Exercise description: Present every line of the records below as a numbered list, leaving out any blank lines.

——————————

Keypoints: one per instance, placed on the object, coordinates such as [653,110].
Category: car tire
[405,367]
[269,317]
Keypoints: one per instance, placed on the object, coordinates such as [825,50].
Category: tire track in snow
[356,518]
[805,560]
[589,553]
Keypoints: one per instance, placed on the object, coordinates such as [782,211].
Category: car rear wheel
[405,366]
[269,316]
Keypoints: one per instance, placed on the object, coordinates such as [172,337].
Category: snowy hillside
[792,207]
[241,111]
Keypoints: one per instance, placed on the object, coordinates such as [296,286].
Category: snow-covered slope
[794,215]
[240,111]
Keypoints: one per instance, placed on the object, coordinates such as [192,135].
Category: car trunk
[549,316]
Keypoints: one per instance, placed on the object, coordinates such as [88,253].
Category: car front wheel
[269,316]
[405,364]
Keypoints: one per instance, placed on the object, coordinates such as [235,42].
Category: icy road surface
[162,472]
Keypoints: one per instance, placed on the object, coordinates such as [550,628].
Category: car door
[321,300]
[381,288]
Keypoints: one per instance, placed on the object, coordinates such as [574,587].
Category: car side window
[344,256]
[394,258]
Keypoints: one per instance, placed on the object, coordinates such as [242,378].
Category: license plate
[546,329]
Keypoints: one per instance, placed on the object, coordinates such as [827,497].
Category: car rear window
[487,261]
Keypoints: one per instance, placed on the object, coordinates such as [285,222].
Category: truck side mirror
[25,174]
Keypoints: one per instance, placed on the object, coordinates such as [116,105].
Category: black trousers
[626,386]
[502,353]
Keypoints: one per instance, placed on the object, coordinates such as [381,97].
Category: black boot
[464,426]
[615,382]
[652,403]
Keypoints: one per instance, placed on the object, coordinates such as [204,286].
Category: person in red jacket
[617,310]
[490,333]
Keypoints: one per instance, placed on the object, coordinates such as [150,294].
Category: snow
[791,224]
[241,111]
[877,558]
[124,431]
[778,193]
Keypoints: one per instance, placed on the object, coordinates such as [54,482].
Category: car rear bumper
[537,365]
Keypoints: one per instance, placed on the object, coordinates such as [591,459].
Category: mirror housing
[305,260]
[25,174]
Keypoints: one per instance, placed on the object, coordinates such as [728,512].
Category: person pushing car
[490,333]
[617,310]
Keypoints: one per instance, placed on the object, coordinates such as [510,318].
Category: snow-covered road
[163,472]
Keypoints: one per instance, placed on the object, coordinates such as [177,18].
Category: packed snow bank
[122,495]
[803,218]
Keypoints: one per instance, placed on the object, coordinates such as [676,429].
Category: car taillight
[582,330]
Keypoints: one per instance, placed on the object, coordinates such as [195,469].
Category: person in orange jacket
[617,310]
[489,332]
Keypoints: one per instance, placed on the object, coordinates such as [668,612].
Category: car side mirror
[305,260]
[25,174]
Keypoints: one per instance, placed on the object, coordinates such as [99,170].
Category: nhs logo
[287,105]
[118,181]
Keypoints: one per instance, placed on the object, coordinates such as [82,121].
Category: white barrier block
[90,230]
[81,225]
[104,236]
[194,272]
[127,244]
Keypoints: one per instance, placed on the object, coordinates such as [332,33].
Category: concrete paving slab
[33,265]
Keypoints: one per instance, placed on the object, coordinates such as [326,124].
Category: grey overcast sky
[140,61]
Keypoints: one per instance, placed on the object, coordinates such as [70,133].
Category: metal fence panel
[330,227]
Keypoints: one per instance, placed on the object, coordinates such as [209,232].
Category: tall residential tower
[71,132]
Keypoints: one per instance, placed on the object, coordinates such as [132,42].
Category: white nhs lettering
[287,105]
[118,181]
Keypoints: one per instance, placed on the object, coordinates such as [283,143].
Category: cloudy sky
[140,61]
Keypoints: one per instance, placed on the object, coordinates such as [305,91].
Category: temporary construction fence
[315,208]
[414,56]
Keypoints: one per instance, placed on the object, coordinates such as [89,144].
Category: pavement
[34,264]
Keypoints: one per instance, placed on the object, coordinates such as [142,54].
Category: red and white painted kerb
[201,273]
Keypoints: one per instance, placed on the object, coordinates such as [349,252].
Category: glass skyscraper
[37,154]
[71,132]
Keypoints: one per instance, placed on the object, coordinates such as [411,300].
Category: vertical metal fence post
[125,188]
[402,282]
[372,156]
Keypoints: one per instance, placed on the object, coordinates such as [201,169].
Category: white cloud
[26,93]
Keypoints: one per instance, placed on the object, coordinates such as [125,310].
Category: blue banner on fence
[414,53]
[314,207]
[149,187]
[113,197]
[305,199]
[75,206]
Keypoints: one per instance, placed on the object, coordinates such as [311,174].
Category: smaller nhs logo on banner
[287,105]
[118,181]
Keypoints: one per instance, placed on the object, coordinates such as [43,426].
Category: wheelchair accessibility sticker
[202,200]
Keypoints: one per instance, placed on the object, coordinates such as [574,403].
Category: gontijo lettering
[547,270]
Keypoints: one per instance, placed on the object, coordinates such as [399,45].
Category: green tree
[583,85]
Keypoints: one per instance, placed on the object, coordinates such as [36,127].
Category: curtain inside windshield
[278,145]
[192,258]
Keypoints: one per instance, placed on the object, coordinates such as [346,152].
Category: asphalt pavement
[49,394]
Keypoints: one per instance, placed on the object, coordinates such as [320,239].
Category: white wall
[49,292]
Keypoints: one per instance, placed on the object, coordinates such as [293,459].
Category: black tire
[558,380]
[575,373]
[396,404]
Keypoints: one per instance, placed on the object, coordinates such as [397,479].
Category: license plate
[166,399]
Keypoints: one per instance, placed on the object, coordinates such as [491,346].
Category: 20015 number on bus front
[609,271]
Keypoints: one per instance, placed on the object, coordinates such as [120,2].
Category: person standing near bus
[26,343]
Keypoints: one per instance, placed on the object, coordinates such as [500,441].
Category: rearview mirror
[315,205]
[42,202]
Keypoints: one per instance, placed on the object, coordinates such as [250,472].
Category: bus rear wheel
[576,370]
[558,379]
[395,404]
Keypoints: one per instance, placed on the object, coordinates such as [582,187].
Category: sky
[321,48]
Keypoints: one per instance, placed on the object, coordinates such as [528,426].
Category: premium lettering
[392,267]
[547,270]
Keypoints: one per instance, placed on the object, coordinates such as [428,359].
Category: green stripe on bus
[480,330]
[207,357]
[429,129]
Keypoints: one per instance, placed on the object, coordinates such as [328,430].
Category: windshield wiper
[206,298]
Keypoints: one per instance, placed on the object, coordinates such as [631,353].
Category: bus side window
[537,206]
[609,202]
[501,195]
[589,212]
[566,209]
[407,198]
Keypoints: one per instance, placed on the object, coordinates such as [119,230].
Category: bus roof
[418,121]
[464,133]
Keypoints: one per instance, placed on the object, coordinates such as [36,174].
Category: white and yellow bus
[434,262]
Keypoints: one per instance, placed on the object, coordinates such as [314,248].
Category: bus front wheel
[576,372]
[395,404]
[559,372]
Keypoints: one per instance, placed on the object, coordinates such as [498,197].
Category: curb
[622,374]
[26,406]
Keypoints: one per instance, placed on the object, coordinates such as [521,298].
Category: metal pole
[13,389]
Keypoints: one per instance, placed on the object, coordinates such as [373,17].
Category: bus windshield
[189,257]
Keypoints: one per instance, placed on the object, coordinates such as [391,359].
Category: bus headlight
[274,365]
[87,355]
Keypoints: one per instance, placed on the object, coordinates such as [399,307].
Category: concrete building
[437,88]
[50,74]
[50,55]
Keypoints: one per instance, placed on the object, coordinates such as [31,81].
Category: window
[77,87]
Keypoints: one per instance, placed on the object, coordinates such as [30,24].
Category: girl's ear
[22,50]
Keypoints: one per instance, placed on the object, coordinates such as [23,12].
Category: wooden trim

——————————

Task answer:
1. Keypoints: one per instance, placed on the object, coordinates such as [653,110].
2. Category: car tire
3. [405,367]
4. [269,317]
5. Keypoints: one per instance, placed on the object, coordinates such as [825,50].
6. Category: tire track in snow
7. [356,518]
8. [805,560]
9. [589,553]
10. Keypoints: one per instance, placed on the object, coordinates such as [782,211].
11. Category: car rear wheel
12. [405,366]
13. [269,316]
14. Keypoints: one per instance, placed on the object, coordinates such as [172,337].
15. Category: snowy hillside
16. [792,207]
17. [241,111]
18. Keypoints: one per instance, placed on the object, coordinates such as [296,286].
19. Category: snow-covered slope
20. [794,215]
21. [240,111]
22. Keypoints: one per instance, placed on the object, coordinates such as [192,135].
23. Category: car trunk
24. [549,316]
25. Keypoints: one per instance, placed on the object, coordinates such as [88,253].
26. Category: car front wheel
27. [269,316]
28. [405,364]
29. Keypoints: one per instance, placed on the object, coordinates such as [235,42].
30. Category: icy road surface
31. [162,472]
32. Keypoints: one per instance, placed on the object, coordinates such as [550,628].
33. Category: car door
34. [321,300]
35. [381,288]
36. Keypoints: one per instance, placed on the object, coordinates such as [574,587].
37. Category: car side window
38. [344,256]
39. [394,258]
40. Keypoints: one per instance, placed on the object, coordinates such as [242,378].
41. Category: license plate
42. [546,329]
43. Keypoints: one per instance, placed on the object, coordinates such as [827,497].
44. Category: car rear window
45. [487,261]
46. Keypoints: one per instance, placed on the object, coordinates such as [285,222].
47. Category: truck side mirror
48. [25,174]
49. Keypoints: one per instance, placed on the object, coordinates such as [116,105].
50. Category: black trousers
51. [626,386]
52. [502,353]
53. Keypoints: one per instance, placed on the object, coordinates such as [381,97].
54. Category: black boot
55. [464,426]
56. [615,382]
57. [652,403]
58. Keypoints: one per instance, placed on the object, coordinates such as [204,286].
59. Category: person in red jacket
60. [617,310]
61. [490,333]
62. Keypoints: one per instance, placed on the object, coordinates such as [150,294].
63. Category: snow
64. [791,224]
65. [241,111]
66. [877,558]
67. [124,431]
68. [778,193]
69. Keypoints: one per instance, placed on the object, coordinates such as [54,482].
70. Category: car rear bumper
71. [537,365]
72. Keypoints: one per instance, placed on the object, coordinates such as [591,459].
73. Category: mirror housing
74. [305,260]
75. [25,174]
76. Keypoints: one per instance, placed on the object, coordinates such as [728,512].
77. Category: person pushing car
78. [490,333]
79. [617,310]
80. Keypoints: one per instance, placed on the object, coordinates such as [510,318].
81. Category: snow-covered road
82. [163,472]
83. Keypoints: one per instance, placed on the object, coordinates such as [177,18].
84. Category: packed snow bank
85. [122,495]
86. [803,218]
87. Keypoints: one per instance, placed on the object, coordinates such as [676,429].
88. Category: car taillight
89. [582,330]
90. Keypoints: one per instance, placed on the object, coordinates such as [195,469].
91. Category: person in orange jacket
92. [617,310]
93. [489,332]
94. Keypoints: one per instance, placed on the object, coordinates such as [668,612].
95. Category: car side mirror
96. [305,260]
97. [25,174]
98. Keypoints: one per instance, placed on the object, coordinates such as [99,170].
99. Category: nhs logo
100. [287,105]
101. [118,181]
102. Keypoints: one per instance, placed on the object, coordinates such as [82,121].
103. Category: white barrier block
104. [90,230]
105. [81,225]
106. [104,236]
107. [194,272]
108. [127,244]
109. Keypoints: one per instance, placed on the object, coordinates such as [332,33].
110. Category: concrete paving slab
111. [33,265]
112. Keypoints: one per instance, placed on the object, coordinates such as [326,124].
113. Category: grey overcast sky
114. [140,61]
115. Keypoints: one per instance, placed on the object, coordinates such as [70,133].
116. Category: metal fence panel
117. [330,227]
118. Keypoints: one per instance, placed on the object, coordinates such as [209,232].
119. Category: tall residential tower
120. [71,132]
121. Keypoints: one per instance, placed on the object, coordinates such as [132,42].
122. Category: white nhs lettering
123. [287,105]
124. [118,181]
125. Keypoints: one per instance, placed on the object, coordinates such as [283,143].
126. Category: cloudy sky
127. [140,61]
128. Keypoints: one per instance, placed on the object, coordinates such as [305,91].
129. Category: temporary construction fence
130. [315,208]
131. [414,56]
132. Keypoints: one per instance, placed on the object, coordinates such as [89,144].
133. Category: pavement
134. [34,264]
135. Keypoints: one per instance, placed on the object, coordinates such as [142,54].
136. Category: red and white painted kerb
137. [201,273]
138. Keypoints: one per instance, placed on the object, coordinates such as [349,252].
139. Category: glass skyscraper
140. [37,154]
141. [71,132]
142. Keypoints: one per instance, placed on the object, coordinates such as [411,300].
143. Category: vertical metal fence post
144. [125,188]
145. [402,282]
146. [372,156]
147. Keypoints: one per instance, placed on the object, coordinates such as [201,169].
148. Category: white cloud
149. [26,93]
150. Keypoints: one per instance, placed on the object, coordinates such as [125,310].
151. Category: blue banner on fence
152. [414,53]
153. [314,207]
154. [149,187]
155. [113,197]
156. [305,199]
157. [75,206]
158. Keypoints: one per instance, placed on the object, coordinates such as [311,174].
159. Category: smaller nhs logo on banner
160. [287,105]
161. [118,181]
162. Keypoints: one per instance, placed on the object, coordinates such as [43,426].
163. Category: wheelchair accessibility sticker
164. [202,200]
165. Keypoints: one per instance, placed on the object, coordinates such as [574,403].
166. Category: gontijo lettering
167. [547,270]
168. Keypoints: one per instance, placed on the object, coordinates such as [399,45].
169. Category: green tree
170. [583,85]
171. Keypoints: one per instance, placed on the object, coordinates such as [36,127].
172. Category: curtain inside windshield
173. [278,145]
174. [192,258]
175. Keypoints: one per instance, placed on the object, coordinates such as [346,152].
176. Category: asphalt pavement
177. [49,394]
178. Keypoints: one per instance, placed on the object, coordinates such as [320,239].
179. Category: white wall
180. [49,292]
181. Keypoints: one per instance, placed on the object, coordinates such as [293,459].
182. Category: black tire
183. [558,380]
184. [575,373]
185. [396,404]
186. Keypoints: one per instance, placed on the object, coordinates such as [397,479].
187. Category: license plate
188. [166,399]
189. Keypoints: one per instance, placed on the object, coordinates such as [491,346].
190. Category: 20015 number on bus front
191. [609,271]
192. Keypoints: one per instance, placed on the object, coordinates such as [120,2].
193. Category: person standing near bus
194. [26,343]
195. Keypoints: one per instance, placed on the object, coordinates such as [500,441].
196. Category: rearview mirror
197. [315,205]
198. [42,202]
199. Keypoints: one per instance, placed on the object, coordinates such as [250,472].
200. Category: bus rear wheel
201. [576,370]
202. [558,379]
203. [395,404]
204. Keypoints: one per instance, placed on the object, coordinates such as [582,187].
205. Category: sky
206. [321,48]
207. Keypoints: one per instance, placed on the object, coordinates such as [528,426].
208. Category: premium lettering
209. [392,267]
210. [547,270]
211. Keypoints: one per instance, placed on the object, coordinates such as [428,359].
212. Category: green stripe on bus
213. [480,330]
214. [207,357]
215. [429,129]
216. Keypoints: one per instance, placed on the object, coordinates such as [328,430].
217. Category: windshield wiper
218. [206,298]
219. Keypoints: one per instance, placed on the object, coordinates such as [631,353].
220. Category: bus side window
221. [537,206]
222. [609,202]
223. [501,195]
224. [589,212]
225. [566,209]
226. [407,198]
227. Keypoints: one per instance, placed on the object, coordinates such as [119,230].
228. Category: bus roof
229. [418,121]
230. [464,133]
231. Keypoints: one per instance, placed on the object, coordinates such as [36,174].
232. Category: white and yellow bus
233. [434,262]
234. Keypoints: one per instance, placed on the object, coordinates such as [314,248].
235. Category: bus front wheel
236. [576,372]
237. [395,404]
238. [559,372]
239. Keypoints: one per instance, placed on the object, coordinates such as [498,197].
240. Category: curb
241. [622,374]
242. [26,406]
243. Keypoints: one per instance, placed on the object, coordinates such as [521,298].
244. Category: metal pole
245. [13,389]
246. Keypoints: one per instance, placed on the object, coordinates such as [373,17].
247. Category: bus windshield
248. [189,257]
249. Keypoints: one per instance, placed on the object, coordinates such as [391,359].
250. Category: bus headlight
251. [274,365]
252. [87,355]
253. Keypoints: one per instance, placed on the object, coordinates such as [399,307].
254. Category: concrete building
255. [437,88]
256. [50,74]
257. [50,55]
258. Keypoints: one per instance, placed on the object, coordinates such as [31,81].
259. Category: window
260. [77,87]
261. Keypoints: one per instance, placed on the object, coordinates such as [30,24].
262. Category: girl's ear
263. [22,50]
264. Keypoints: one per instance, placed on the object, coordinates such as [23,12].
265. Category: wooden trim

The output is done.